● **Passage given**

4. Leo Tolstoy tells us in the first line of his great novel Anna Karenina, “All happy families resemble one another, each unhappy family is unhappy in its own way.” Lear’s is obviously an unhappy family, as is Gloucester’s. Explore the source of the unhappiness in both of the families. What is it that has torn each one apart? Some sin of the fathers? Or of the children? Human nature? What is wrong here? Are there any similarities between the two, or are they indeed “both unhappy in their own way?”

In the royal family, the source of the unhappiness is equally Lear and his daughters. Lear’s inability to understand love and to know insincere flattery from honesty causes a rift between him and Cordelia. It also probably had something to do with Regan and Goneril’s skewed view of the world and their contempt for their father. Their inability to be kind to him in return causes the rest of the misery.
It is much the same way in Gloucester’s family. Though he claims to love both his sons equally, it is Edgar who has all the advantages, and Gloucester’s early remarks to Kent about Edmund are not anything that would cause Edmund to love him in return. (Especially if Edmund hears them). This lack of a truly good relationship between them is much the same as Lear’s issues with Regan and Goneril: both fathers don’t express their love for their children as much as they could (less so in Gloucester’s case); and the children see their respective fathers only as a means to an end: their expanded power. In Edmund’s case, it is more than Gloucester’s shortcomings as a parent that contribute to his character- it is society’s restrictions that an illegitimate younger son is to get nothing, however.
Therefore, both families are unhappy for basically the same reasons. It is neither solely the father nor solely the children’s fault. It Gloucester and Edmund’s case, society is at fault as well. ‘Human nature’ cannot explain it either, because there isn’t one single character type that defines human nature. However, having the same self-centered type of personality in both father and child(ren) causes issues, since the children never learn to be good and caring. It is not entirely the father’s fault, either, for in both cases he has ‘good’ children (Cordelia and Edgar), proving that it is not entirely his fault that his other children turned out so badly.

Friday, 30 January 2009

Brave New World Blog IV

4) One of the most difficult questions to answer about this book is why all of this is so very bad. Many people have described Huxley’s vision of the future as “horrifying.” However, the fact remains that everyone in the society is really happy, really content, really without war, or pain, or suffering. So what’s so bad about it, “really”? It’s often an easy answer to feel but a difficult one to verbalize. Respond to this issue. If you want to say it’s not so bad, and you really mean it, that is all right, too. Just be specific and thoughtful.

● **Data excerpts**
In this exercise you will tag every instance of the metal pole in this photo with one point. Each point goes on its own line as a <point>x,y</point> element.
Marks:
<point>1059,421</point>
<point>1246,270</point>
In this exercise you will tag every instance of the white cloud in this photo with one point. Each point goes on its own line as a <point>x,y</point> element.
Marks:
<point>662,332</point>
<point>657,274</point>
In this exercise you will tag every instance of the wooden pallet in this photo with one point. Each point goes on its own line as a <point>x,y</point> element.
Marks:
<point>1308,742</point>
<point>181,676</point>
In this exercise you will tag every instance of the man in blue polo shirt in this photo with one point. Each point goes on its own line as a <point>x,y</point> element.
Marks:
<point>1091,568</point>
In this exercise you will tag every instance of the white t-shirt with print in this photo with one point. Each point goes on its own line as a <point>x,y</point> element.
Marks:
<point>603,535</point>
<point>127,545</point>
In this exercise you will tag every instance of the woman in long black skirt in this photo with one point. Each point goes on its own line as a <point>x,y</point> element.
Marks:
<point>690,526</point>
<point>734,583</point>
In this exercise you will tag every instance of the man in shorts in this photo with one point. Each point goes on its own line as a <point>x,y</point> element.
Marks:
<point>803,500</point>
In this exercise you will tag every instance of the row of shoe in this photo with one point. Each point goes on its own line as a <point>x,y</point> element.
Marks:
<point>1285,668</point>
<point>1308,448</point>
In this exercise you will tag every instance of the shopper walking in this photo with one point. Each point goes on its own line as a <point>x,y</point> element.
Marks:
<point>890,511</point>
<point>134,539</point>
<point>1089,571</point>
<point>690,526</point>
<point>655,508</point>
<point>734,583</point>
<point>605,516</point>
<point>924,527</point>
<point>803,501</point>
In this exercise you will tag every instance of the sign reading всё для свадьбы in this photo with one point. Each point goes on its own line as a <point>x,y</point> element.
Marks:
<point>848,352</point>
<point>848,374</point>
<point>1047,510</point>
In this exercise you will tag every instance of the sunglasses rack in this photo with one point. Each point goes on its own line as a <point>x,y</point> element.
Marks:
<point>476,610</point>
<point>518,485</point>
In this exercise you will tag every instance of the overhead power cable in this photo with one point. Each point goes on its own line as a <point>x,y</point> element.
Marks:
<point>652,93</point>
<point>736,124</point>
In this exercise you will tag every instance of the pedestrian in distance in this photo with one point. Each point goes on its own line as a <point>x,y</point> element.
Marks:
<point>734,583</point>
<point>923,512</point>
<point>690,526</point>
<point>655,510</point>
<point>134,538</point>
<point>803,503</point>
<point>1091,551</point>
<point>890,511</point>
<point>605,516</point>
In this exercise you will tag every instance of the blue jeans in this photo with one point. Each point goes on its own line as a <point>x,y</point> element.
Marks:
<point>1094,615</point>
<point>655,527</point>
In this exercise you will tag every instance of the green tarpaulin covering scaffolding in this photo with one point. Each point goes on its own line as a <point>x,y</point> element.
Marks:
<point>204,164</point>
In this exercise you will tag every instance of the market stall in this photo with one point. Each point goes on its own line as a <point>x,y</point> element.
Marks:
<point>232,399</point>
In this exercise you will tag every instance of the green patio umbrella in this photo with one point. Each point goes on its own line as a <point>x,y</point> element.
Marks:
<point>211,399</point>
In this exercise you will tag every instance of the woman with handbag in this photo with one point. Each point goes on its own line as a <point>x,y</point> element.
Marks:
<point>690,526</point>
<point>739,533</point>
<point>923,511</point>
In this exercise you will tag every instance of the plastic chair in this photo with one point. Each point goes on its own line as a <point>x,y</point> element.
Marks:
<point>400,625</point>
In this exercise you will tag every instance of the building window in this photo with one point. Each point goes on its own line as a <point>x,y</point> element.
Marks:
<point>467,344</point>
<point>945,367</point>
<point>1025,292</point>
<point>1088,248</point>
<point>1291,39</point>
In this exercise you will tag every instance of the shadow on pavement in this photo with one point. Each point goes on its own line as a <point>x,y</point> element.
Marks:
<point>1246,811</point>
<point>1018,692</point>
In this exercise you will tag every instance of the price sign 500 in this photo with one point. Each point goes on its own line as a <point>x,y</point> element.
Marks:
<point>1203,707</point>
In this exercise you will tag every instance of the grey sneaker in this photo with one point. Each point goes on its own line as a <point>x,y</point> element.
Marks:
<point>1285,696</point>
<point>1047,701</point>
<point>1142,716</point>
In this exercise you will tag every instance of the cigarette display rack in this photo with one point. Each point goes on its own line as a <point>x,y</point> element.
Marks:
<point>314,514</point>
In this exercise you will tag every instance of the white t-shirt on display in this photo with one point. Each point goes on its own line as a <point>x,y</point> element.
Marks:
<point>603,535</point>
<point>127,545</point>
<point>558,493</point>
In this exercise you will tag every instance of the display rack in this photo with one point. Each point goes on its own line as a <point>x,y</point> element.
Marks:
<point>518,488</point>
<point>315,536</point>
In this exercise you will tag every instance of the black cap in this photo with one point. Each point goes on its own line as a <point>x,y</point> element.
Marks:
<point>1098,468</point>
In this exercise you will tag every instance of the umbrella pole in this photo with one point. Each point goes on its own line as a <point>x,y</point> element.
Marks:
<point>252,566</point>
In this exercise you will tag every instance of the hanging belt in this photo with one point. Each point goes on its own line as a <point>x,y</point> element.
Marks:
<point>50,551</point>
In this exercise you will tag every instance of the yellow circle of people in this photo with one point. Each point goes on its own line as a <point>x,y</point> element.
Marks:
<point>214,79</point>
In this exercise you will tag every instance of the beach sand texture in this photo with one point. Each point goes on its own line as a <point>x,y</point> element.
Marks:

● **Objective**
Update the blog text starting at "Brave New World" and ending at "specific and thoughtful.", with "future" changed to "present", and give that stretch back in full.

● **Correct output**
Brave New World Blog IV

4) One of the most difficult questions to answer about this book is why all of this is so very bad. Many people have described Huxley’s vision of the present as “horrifying.” However, the fact remains that everyone in the society is really happy, really content, really without war, or pain, or suffering. So what’s so bad about it, “really”? It’s often an easy answer to feel but a difficult one to verbalize. Respond to this issue. If you want to say it’s not so bad, and you really mean it, that is all right, too. Just be specific and thoughtful.